→ **The problem**:
Rewrite the listing below as a Markdown table with the columns Row and Entry, covering everything from the line containing "Locate every instance of the railing with" down to the line containing "Query: stadium seating", both included. Number each line in order and leave out any blank lines.

#####

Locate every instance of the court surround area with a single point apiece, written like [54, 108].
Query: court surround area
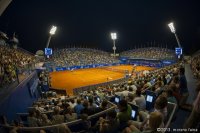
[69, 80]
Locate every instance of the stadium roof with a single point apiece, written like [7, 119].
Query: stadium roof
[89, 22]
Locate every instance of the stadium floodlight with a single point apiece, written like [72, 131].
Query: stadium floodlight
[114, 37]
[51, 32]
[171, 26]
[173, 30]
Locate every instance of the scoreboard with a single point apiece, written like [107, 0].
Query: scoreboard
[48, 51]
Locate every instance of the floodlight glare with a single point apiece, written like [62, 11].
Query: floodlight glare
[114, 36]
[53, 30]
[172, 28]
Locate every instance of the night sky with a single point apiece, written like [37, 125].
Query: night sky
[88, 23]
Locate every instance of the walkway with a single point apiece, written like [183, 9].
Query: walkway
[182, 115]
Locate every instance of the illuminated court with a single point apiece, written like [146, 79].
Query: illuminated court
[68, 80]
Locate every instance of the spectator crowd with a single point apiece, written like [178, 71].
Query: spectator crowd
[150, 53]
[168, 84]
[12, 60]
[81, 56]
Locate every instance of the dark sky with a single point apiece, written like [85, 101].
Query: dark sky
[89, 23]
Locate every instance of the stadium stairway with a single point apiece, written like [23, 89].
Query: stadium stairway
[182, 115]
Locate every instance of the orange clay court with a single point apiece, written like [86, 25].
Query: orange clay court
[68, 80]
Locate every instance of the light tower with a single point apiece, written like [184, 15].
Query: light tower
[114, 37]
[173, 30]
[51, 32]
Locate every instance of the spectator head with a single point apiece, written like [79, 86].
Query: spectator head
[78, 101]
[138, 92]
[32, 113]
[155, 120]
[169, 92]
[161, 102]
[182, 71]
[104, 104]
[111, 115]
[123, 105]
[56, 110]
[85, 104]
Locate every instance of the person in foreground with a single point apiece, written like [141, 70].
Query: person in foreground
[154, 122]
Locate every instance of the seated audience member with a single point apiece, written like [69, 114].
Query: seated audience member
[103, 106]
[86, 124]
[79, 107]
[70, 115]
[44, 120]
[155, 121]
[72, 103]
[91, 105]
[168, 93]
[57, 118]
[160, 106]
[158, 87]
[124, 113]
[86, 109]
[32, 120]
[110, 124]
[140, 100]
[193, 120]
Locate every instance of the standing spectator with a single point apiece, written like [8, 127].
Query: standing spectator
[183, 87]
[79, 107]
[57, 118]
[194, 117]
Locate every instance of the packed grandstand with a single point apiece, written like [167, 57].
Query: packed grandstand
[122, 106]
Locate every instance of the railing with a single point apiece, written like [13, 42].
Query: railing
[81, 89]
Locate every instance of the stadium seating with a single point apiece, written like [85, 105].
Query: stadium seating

#####

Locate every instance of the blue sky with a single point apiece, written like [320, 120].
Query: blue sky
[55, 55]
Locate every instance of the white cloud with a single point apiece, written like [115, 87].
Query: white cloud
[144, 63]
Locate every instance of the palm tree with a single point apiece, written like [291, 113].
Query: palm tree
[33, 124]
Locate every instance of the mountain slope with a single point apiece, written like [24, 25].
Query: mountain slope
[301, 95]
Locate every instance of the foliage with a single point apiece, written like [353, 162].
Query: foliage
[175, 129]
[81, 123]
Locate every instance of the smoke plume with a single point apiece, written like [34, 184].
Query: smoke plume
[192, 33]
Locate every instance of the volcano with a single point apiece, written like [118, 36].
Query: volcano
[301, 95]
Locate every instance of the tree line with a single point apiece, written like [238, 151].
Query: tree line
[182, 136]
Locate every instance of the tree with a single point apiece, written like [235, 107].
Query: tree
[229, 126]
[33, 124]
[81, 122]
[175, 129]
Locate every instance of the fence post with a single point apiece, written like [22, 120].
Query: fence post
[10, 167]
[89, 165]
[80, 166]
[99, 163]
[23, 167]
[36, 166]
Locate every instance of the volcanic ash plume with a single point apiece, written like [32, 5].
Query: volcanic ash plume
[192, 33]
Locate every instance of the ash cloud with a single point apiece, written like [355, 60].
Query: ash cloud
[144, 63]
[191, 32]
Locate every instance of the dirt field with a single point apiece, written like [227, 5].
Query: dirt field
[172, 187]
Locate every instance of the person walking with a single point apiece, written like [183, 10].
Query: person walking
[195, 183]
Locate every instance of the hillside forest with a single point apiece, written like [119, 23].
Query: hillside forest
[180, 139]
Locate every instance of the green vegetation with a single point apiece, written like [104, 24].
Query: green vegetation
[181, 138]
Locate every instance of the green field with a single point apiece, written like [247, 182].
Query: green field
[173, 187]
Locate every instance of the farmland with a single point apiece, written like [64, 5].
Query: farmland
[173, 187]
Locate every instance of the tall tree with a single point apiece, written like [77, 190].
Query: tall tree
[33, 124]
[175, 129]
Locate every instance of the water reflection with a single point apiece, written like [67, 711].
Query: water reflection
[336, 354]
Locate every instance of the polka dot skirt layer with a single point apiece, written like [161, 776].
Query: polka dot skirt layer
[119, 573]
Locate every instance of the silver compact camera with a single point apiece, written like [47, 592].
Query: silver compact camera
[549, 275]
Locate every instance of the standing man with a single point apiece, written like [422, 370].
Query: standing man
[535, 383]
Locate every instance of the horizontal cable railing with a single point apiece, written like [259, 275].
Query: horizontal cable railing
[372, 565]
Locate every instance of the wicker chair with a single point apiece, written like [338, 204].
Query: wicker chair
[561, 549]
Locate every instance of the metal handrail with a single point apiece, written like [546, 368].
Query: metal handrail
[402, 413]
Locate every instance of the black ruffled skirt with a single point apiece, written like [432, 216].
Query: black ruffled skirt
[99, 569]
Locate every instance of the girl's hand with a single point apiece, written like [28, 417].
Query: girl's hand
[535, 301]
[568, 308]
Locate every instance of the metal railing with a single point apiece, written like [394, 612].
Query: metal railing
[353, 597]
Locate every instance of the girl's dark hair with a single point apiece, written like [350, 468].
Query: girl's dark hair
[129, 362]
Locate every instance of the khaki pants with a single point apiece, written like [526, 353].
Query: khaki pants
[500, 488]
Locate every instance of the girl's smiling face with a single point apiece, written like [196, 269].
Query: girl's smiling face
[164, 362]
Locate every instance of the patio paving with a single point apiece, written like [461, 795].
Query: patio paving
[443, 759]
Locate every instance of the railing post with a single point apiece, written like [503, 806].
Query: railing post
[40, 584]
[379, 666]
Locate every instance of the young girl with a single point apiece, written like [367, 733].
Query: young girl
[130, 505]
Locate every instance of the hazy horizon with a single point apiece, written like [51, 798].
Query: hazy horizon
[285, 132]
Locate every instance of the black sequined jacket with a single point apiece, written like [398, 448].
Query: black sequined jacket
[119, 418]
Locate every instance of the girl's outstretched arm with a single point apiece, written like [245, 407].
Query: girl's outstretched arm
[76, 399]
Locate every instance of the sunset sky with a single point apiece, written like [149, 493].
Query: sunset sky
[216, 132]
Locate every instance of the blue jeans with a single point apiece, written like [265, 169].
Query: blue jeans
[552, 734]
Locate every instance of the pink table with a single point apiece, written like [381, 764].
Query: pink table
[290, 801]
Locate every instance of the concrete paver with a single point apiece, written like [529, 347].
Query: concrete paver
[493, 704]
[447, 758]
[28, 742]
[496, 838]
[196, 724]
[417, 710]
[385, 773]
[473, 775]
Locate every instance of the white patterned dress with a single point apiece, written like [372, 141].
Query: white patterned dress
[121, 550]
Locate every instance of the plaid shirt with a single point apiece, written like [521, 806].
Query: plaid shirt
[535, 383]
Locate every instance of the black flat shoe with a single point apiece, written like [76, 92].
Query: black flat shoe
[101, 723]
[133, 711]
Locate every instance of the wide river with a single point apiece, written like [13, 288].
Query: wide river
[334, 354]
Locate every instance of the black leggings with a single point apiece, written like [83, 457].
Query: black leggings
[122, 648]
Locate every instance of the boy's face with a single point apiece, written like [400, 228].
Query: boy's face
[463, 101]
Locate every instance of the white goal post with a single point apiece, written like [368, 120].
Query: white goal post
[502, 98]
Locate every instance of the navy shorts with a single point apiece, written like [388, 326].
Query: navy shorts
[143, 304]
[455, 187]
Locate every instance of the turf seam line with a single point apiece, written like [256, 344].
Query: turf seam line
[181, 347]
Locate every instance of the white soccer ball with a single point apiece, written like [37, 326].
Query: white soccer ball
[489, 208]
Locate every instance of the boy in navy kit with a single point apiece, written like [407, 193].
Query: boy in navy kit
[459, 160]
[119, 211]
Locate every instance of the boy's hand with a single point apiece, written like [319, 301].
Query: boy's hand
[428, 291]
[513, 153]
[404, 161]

#####

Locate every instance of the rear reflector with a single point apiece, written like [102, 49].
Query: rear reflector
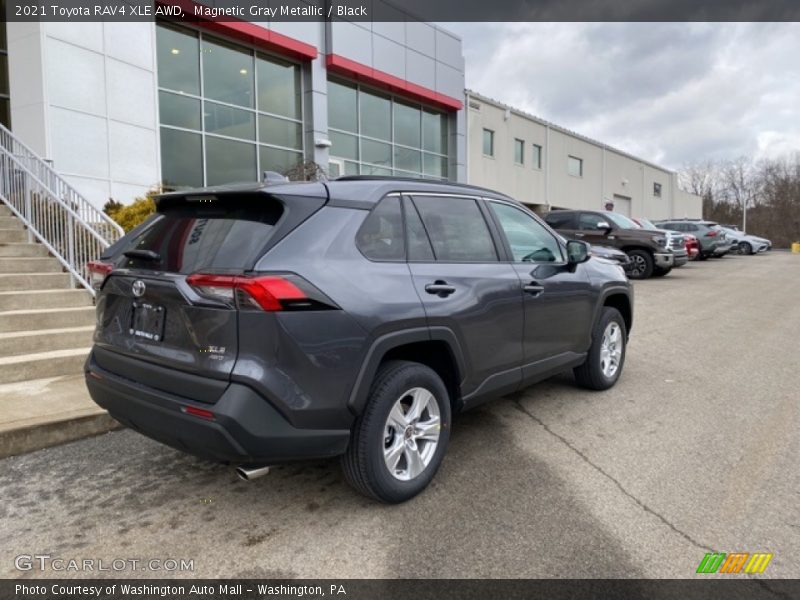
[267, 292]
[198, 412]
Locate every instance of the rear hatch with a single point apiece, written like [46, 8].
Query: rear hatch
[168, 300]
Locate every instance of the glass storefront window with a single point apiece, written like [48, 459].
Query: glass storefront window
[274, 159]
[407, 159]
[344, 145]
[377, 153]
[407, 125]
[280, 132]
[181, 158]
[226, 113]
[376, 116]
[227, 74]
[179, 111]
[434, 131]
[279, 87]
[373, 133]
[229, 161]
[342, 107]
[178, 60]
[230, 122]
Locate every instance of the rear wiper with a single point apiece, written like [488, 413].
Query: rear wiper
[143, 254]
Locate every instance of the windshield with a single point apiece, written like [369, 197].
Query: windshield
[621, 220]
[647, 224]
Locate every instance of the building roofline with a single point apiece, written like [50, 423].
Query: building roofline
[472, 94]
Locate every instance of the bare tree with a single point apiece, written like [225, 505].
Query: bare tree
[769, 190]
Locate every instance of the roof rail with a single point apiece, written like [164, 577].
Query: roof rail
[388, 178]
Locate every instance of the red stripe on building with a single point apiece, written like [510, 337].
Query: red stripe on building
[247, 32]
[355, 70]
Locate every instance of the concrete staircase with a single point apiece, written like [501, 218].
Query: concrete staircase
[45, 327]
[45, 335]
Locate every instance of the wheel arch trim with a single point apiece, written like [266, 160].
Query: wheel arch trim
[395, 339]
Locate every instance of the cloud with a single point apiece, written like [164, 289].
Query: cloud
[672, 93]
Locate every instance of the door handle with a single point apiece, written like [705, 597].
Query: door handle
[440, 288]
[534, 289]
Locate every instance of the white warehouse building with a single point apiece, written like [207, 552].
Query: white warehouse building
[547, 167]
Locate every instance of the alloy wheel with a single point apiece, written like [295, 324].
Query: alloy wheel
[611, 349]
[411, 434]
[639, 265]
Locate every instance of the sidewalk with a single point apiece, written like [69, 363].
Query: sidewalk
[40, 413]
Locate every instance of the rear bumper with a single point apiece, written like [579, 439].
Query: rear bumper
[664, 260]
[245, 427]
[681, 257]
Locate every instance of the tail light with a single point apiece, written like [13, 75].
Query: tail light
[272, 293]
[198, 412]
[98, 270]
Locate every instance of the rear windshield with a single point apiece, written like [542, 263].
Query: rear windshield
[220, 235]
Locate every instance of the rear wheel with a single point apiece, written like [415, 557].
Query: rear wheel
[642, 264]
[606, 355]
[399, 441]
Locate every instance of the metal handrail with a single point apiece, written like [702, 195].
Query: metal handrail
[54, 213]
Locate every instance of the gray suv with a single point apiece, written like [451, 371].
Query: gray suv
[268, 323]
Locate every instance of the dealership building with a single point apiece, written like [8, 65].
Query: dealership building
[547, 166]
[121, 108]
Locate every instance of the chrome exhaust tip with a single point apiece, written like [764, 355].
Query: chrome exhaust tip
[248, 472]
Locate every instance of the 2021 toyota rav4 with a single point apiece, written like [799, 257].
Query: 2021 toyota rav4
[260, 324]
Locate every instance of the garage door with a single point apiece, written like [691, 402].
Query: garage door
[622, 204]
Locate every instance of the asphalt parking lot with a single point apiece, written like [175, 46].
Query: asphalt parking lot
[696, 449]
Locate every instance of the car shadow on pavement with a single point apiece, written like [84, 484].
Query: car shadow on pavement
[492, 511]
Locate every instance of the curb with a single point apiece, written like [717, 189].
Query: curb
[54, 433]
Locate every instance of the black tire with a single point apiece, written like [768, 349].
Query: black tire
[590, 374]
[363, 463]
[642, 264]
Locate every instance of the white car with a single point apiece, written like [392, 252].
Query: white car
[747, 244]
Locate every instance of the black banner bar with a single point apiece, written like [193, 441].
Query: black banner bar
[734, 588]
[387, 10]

#####

→ **Exercise result**:
| Row | Entry |
|---|---|
| 1 | Locate every instance of the railing with a single point apiece, written like [13, 42]. |
| 2 | Query: railing |
| 3 | [81, 89] |
| 4 | Locate every instance of the stadium seating with a single point apiece, written like [85, 105]. |
| 5 | Query: stadium seating |